Given entries:
-=-=-

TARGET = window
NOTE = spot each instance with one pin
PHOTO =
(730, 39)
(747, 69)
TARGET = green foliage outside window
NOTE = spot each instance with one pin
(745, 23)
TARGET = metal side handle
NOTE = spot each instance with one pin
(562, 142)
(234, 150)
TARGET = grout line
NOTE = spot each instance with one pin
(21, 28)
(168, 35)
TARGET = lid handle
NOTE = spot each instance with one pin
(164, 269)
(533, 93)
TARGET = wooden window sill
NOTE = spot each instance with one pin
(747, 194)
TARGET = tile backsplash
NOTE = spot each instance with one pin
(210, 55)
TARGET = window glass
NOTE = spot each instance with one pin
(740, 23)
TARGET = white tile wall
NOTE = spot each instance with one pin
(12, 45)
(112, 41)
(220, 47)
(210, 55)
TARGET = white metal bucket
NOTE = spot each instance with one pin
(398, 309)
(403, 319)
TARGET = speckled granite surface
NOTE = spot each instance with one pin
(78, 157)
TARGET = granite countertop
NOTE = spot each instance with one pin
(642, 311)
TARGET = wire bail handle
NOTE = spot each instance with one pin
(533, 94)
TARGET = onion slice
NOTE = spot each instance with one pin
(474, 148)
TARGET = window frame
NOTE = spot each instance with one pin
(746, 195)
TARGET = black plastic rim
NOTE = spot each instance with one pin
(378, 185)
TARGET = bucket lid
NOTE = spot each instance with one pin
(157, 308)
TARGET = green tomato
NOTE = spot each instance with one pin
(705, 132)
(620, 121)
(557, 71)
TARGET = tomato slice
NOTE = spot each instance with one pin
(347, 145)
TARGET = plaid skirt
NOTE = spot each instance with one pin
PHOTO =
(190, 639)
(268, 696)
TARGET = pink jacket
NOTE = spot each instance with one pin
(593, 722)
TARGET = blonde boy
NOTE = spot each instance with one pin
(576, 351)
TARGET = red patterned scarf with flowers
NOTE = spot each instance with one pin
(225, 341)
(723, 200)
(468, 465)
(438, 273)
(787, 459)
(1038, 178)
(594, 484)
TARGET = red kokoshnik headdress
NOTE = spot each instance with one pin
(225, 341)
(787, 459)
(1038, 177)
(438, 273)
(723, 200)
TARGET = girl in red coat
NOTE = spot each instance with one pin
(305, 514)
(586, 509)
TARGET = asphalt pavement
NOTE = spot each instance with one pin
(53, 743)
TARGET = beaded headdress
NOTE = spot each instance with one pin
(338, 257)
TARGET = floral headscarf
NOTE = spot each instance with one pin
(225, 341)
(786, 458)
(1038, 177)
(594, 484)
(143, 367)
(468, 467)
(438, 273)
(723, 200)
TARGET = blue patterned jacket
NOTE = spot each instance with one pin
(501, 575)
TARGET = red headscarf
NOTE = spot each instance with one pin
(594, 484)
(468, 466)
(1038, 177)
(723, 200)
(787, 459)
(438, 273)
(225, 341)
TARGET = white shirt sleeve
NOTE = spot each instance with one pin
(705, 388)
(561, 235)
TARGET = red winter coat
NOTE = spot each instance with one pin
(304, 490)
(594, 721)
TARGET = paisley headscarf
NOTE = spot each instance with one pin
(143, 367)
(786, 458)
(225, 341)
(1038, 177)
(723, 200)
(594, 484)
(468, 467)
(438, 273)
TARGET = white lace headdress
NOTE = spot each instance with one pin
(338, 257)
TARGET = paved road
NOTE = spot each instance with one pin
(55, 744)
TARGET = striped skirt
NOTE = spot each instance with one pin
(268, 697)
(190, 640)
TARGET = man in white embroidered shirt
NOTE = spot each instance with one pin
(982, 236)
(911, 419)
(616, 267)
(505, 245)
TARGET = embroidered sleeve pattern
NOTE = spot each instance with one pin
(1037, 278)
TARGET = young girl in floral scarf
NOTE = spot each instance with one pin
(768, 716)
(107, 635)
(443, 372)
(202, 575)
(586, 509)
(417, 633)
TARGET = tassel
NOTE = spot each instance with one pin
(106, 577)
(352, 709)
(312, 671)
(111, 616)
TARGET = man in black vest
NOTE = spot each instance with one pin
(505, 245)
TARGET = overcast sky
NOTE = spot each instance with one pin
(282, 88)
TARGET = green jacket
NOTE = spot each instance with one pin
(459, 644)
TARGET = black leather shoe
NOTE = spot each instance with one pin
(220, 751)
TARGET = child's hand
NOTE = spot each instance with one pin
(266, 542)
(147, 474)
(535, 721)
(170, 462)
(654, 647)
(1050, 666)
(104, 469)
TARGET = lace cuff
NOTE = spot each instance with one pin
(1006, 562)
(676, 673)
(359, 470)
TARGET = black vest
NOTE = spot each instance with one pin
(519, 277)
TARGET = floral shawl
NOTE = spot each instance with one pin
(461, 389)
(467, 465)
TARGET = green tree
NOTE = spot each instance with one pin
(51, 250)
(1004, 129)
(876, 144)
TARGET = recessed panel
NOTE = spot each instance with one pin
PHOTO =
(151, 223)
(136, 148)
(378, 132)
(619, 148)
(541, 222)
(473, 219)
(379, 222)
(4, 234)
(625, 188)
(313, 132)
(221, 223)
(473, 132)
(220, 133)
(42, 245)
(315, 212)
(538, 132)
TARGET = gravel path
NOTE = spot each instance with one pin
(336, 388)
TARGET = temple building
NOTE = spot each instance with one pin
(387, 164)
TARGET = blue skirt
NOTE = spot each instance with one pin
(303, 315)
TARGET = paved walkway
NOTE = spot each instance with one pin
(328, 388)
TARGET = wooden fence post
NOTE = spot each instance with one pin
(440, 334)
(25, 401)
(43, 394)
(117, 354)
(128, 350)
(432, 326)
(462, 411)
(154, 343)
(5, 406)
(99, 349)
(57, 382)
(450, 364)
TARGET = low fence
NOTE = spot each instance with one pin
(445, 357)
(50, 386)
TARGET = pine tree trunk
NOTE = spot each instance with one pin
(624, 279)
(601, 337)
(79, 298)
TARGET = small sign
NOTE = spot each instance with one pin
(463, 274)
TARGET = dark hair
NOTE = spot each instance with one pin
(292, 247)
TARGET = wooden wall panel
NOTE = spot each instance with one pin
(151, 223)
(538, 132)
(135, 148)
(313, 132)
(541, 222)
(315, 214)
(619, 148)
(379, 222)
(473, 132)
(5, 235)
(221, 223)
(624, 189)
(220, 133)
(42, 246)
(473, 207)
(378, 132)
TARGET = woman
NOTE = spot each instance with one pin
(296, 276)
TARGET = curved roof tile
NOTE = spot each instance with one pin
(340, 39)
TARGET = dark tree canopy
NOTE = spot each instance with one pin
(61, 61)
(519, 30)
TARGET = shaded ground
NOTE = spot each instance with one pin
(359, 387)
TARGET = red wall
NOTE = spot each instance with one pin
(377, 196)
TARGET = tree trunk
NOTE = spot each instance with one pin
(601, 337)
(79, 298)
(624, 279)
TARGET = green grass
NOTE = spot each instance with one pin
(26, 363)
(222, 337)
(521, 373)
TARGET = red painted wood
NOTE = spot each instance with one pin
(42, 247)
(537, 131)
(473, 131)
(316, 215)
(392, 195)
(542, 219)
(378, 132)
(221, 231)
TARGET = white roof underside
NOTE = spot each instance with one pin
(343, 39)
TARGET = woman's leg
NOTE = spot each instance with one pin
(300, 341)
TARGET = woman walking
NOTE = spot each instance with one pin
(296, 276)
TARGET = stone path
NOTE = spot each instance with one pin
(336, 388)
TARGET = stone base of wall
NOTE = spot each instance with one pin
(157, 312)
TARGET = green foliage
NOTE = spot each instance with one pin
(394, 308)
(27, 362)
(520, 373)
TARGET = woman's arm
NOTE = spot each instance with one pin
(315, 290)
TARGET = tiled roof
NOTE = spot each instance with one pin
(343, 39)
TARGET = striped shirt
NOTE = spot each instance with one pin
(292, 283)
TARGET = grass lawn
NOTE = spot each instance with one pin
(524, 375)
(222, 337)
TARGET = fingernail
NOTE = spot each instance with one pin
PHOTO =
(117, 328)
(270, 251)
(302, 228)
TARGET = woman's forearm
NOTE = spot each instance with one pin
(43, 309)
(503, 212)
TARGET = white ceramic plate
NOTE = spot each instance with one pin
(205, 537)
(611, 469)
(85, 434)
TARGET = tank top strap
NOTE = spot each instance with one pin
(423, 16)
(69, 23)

-=-=-

Exercise goal: Copy the records from the line containing "TARGET = fingernail" through the end of the records, including both ends. Leave every line unchanged except the coordinates in the answers, which should be multiplied by 0.4 and rounded to whole numbers, with halves rounded up.

Output:
TARGET = fingernail
NOTE = spot each instance with one pin
PHOTO =
(47, 131)
(108, 100)
(121, 91)
TARGET = woman's forearm
NOTE = spot each instance with one pin
(17, 124)
(201, 85)
TARGET = white ceramic plate
NOTE = spot each instance with one pin
(82, 215)
(244, 188)
(34, 174)
TARGET = tank top strap
NOTE = spot each instance with one pin
(169, 6)
(28, 9)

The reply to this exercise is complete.